* START DOCUMENT EXCERPT *

Members of LB Class of 2016 came to make a surprise announcement last week. The group has selected Mary Blount technology as its legacy project and has committed to raising a minimum of $36,000 to purchase needed equipment. Director of Schools Rob Britt, Communications Coordinator Betsy Cunningham, MBES Principal Jesse Robinette, Assistant Principal Suzanne Graves and the school’s teachers were present for the announcement. Britt said he was speechless when he learned about the huge commitment. He was also very complimentary of Mary Blount staff and their readiness to make this happen. “You have positioned yourself to be our first 1 to 1 school,” he said, referring to the ratio of one computer for every child. “We talked about a number of schools that we felt like would be very successful, but we kept coming back to
Mary Blount.”


The first 1 to 1

Blount County Schools has a strategic plan to be able to provide digital devices to every child in the classroom at all of its schools. Britt said this is a great beginning.
“This will move our strategic plan fast and furious,” he told those gathered last week. “Mary Blount will become our first 1 to 1 and a learning center.”
According to Courtney Stewart, technology coordinator at Mary Blount, they currently have 290 devices and will need to purchase 325 more to achieve the 1 to 1 goal.
Ginny Boles and Brad Rasmussen, gatekeepers for this LB class, made the announcement. Boles is the principal at John Sevier Elementary and Rasmussen is a counselor at Clayton-Bradley Academy. He worked previously in the Blount County Schools at Friendsville and Union Grove.

Ready to make it happen

The entire LB class visited Mary Blount weeks ago and learned that Robinette and other school leaders feel technology is where they need to move forward. It was decided by the LB class to take on the challenge. “We have some really big dreamers and some compassionate people on our team,” Boles said. She said the initial money will help provide the Chromebooks for students in grades 3-5. The iPad minis would be the second tier of the project, for students in K-2. The Chromebooks are laptops used primarily when hooked up to the internet, popular with many school systems. “As an educator, I believe there is no better way to impact a community than through education,” Boles said. Rasmussen said the LB class hopes to have the funds raised by May 1. There are already four teams that have been organized to work on the project he said. The first $7,000 has already been raised.“We are off to a great start,” he said.


When contacted, Mike Crabtree, director of curriculum and instruction for Blount County Schools, said the system as a whole has been working toward its strategic plan on technology. A self study has been underway to determine what kinds of skills teachers have. “Mary Blount will be a good laboratory for us,” Crabtree said. “They will be able to tell us what kind of training that’s needed, what the logistics are for rolling this out. Mary Blount will be the first to go all digital.” Crabtree said there are also a couple of other schools that might be ready to do the same next year. There is still some tweaking to do, he said, but great strides are being made.Getting the necessary infrastructure in place at all of the schools has been a main priority. Next, comes getting the teachers trained. “We also want to get the word out that using the Chromebooks and iPads doesn’t replace a teacher,” Crabtree said. “It’s one more tool. They are powerful, very flexible and offer a lot of content and experiences.”


The plan for next year is what the system is calling Early Adopter where they identify teachers who have the necessary skills. Model classrooms will be set up to help others gain more knowledge. The strategy is a three-year plan but it could be accomplished sooner, Crabtree said. Maryville City Schools just achieved the 1 to 1 ratio this school year. Boles said her school will help any way it can to make this successful at Mary Blount. “We want to form partnerships across school systems,” she said.

* END DOCUMENT EXCERPT *
* START ENTRIES SUPPLIED *

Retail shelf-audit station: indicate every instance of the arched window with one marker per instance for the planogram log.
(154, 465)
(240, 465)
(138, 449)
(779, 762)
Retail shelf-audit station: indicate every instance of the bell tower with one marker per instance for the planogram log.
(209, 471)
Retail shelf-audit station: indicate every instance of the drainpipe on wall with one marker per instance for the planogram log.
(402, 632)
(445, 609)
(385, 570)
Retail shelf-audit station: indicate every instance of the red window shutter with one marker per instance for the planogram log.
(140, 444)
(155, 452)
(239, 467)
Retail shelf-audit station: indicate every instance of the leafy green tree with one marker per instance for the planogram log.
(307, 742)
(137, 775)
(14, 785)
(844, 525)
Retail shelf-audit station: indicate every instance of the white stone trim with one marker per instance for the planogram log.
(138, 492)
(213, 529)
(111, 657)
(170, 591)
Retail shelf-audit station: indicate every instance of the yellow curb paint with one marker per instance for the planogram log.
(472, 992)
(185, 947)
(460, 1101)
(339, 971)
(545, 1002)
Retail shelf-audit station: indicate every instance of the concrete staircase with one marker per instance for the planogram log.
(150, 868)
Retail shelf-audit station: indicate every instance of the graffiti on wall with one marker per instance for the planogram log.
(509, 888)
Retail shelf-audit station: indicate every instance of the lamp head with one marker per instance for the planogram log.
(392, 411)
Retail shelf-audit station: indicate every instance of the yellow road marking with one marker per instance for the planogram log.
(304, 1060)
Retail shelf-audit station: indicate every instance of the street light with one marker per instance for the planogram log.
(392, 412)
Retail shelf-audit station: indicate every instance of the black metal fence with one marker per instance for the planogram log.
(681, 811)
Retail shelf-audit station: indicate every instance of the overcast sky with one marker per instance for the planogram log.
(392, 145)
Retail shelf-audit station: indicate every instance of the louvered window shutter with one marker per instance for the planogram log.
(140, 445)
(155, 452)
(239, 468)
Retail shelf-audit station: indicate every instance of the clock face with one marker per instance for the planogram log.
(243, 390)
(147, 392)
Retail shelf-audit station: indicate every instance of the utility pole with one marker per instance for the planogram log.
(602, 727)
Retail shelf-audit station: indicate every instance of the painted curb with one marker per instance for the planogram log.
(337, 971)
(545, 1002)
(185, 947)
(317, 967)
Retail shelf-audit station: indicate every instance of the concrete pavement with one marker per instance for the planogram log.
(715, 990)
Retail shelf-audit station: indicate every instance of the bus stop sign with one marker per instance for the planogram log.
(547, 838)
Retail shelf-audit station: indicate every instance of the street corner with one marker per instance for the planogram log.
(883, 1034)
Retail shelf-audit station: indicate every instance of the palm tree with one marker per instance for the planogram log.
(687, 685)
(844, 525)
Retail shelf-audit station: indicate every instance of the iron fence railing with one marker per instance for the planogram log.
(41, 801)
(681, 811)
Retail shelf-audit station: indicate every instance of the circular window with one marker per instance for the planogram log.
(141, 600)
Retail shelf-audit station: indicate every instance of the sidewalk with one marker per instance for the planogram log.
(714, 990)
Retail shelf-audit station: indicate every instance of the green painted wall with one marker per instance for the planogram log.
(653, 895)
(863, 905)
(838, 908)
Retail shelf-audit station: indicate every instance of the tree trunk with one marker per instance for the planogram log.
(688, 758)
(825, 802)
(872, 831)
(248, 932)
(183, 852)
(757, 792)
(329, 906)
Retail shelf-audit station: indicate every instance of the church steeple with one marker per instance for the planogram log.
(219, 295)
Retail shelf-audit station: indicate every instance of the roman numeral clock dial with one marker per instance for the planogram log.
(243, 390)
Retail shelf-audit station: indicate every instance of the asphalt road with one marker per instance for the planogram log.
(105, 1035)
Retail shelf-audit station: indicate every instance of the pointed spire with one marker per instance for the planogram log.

* END ENTRIES SUPPLIED *

• [EXERCISE REQUIREMENTS]:
**A.** In the article on the Mary Blount technology project, answer these:
(i) How many more devices does Mary Blount need to buy to reach the 1 to 1 goal?
(ii) By what date does the LB class hope to have the funds raised?
(iii) Which grades would the iPad minis serve?
**B.** Could you turn the paragraph in the article on the Mary Blount technology project that begins "The entire LB class visited Mary Blount" into a short bulleted list that keeps its main facts?

• [ANSWERS TO EACH TASK]:
**A.**
(i) 325
(ii) May 1
(iii) Grades K-2

**B.**
- Weeks ago, the whole LB class visited Mary Blount and learned that Robinette and other school leaders see technology as the way forward. The class decided to take on the challenge.
- The initial money will provide Chromebooks for students in grades 3-5.
- iPad minis for K-2 students would be the project's second tier.
- Chromebooks are laptops used mainly while connected to the internet, and many school systems use them.
- The class hopes to raise the funds by May 1.
- Four teams are already organized, and the first $7,000 has been raised.